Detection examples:
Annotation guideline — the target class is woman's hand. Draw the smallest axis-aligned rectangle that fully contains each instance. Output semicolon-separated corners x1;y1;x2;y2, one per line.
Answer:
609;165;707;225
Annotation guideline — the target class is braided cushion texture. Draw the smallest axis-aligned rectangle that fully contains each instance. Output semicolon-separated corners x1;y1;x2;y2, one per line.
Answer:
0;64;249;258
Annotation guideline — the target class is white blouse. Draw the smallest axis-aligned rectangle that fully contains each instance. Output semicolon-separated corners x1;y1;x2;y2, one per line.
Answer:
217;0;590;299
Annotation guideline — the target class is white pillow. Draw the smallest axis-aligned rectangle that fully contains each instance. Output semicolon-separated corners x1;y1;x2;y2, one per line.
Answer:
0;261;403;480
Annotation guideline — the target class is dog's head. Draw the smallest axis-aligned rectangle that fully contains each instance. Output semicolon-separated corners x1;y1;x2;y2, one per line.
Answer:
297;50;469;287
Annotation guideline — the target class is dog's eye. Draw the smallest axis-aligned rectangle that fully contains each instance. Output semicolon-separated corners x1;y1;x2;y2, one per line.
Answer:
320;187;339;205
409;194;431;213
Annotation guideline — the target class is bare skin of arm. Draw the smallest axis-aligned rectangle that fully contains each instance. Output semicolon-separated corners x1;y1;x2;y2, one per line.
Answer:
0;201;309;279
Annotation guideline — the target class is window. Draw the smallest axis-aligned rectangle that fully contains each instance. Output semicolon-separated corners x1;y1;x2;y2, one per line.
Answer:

Task statement: Identify each line in the records above that contains the word "smallest", and copy those lines out in full.

Worked solution:
Annotation guideline — the target class is woman's hand. Draw the smallest axis-aligned rectangle that fully contains each instance. Output semicolon-separated corners x1;y1;x2;y2, one per line.
Annotation guideline — the target class is braided cushion texture. Draw the smallest axis-aligned rectangle that fully contains each instance. Output semicolon-separated corners x1;y1;x2;y2, one per line.
Annotation guideline — the target class is white blouse. Draw the smallest axis-aligned rectangle that fully contains each instance. Output semicolon-separated corners x1;y1;x2;y2, one per line.
Annotation guideline — the target class is white pillow. Draw the smallest axis-aligned rectangle that fully contains each instance. Output semicolon-separated corners x1;y1;x2;y2, one per line.
Annotation guideline — the target class is dog's head. Draw the smallest axis-aligned rectangle that fully contains each instance. Output semicolon-separated corners x1;y1;x2;y2, one per line.
Annotation guideline — the target class is dog's eye. Draw the smallest axis-aligned rectangle that fully contains each instance. Output semicolon-separated corners x1;y1;x2;y2, one per line.
Annotation guideline — the target class is bare skin of arm. Draw the smallest axis-aligned rectangle that fully contains each instance. Output semicolon-separated corners x1;y1;x2;y2, one per line.
Annotation guideline — the target class is window. Draw the smallest axis-aligned rectangle that fully contains each instance. Output semicolon-separated corners x1;y1;x2;y2, one per line.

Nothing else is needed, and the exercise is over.